▶ _Tasks for this exercise_
1) In the sampling notes, what is added to the segmentation during sampling when shift_segmentation=True was enabled in training?
2) Quote the sampling notes from "import torch" up to and including "torch.set_grad_enabled(False)".

▶ _Text extract_
* start *

During training, I enabled shift_segmentation=True to deal with 255 unlabeled data, so when sampling add segmentation = segmentation + 1

Sampling

Prepare your own segmentation annotation file, beware these restrictions:

You can not go too far from original painting compositions, modify the original segmentation is a good place to start with
It can generate larger resolution images, but that does not mean larger object with tiny details, enlarge the canvas size but not object size
Don’t try to compose wrong catagories together, remember the low angle magic stuff we talked about earlier ?
It will always generate similar contents compared to original paintings, like the previous shown second one, it nearly reconstruct the original painting, you can not draw something ‘that original’ from leonid afremov himself

If training with shift_segmentation, full script as follows:

#!/usr/bin/env python3
import datetime

from omegaconf import OmegaConf
config_path = "logs/2021-09-23T01-40-23_lxj616_net2net_leonid/configs/2021-09-23T01-40-23-project.yaml"
config = OmegaConf.load(config_path)
import yaml
print(yaml.dump(OmegaConf.to_container(config)))

from taming.models.cond_transformer import Net2NetTransformer
model = Net2NetTransformer(**config.model.params)

import torch
ckpt_path = "logs/2021-09-23T01-40-23_lxj616_net2net_leonid/checkpoints/last.ckpt"
sd = torch.load(ckpt_path, map_location="cpu")["state_dict"]
missing, unexpected = model.load_state_dict(sd, strict=False)

model.cuda().eval()
torch.set_grad_enabled(False)

from PIL import Image
import numpy as np
#segmentation_path = "data/sflckr_segmentations/norway/25735082181_999927fe5a_b.png"
segmentation_path = "lxj616_seg/lxj616_leonid_02.png"
segmentation = Image.open(segmentation_path)
segmentation = np.array(segmentation).astype(np.uint8)
segmentation = segmentation+1
segmentation = np.eye(182)[segmentation]
segmentation = torch.tensor(segmentation.transpose(2,0,1)[None]).to(dtype=torch.float32, device=model.device)

c_code, c_indices = model.encode_to_c(segmentation)
print("c_code", c_code.shape, c_code.dtype)
print("c_indices", c_indices.shape, c_indices.dtype)

* end *

▶ _Provided records_
* start *

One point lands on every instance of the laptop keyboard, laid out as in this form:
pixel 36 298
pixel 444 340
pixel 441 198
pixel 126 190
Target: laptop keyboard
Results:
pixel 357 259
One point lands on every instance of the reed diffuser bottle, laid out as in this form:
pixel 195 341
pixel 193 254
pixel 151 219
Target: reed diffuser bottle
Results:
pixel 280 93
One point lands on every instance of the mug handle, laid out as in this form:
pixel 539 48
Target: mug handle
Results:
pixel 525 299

* end *

▶ _Solution list_
1) One is added to it (segmentation = segmentation + 1).

2)
import torch
ckpt_path = "logs/2021-09-23T01-40-23_lxj616_net2net_leonid/checkpoints/last.ckpt"
sd = torch.load(ckpt_path, map_location="cpu")["state_dict"]
missing, unexpected = model.load_state_dict(sd, strict=False)

model.cuda().eval()
torch.set_grad_enabled(False)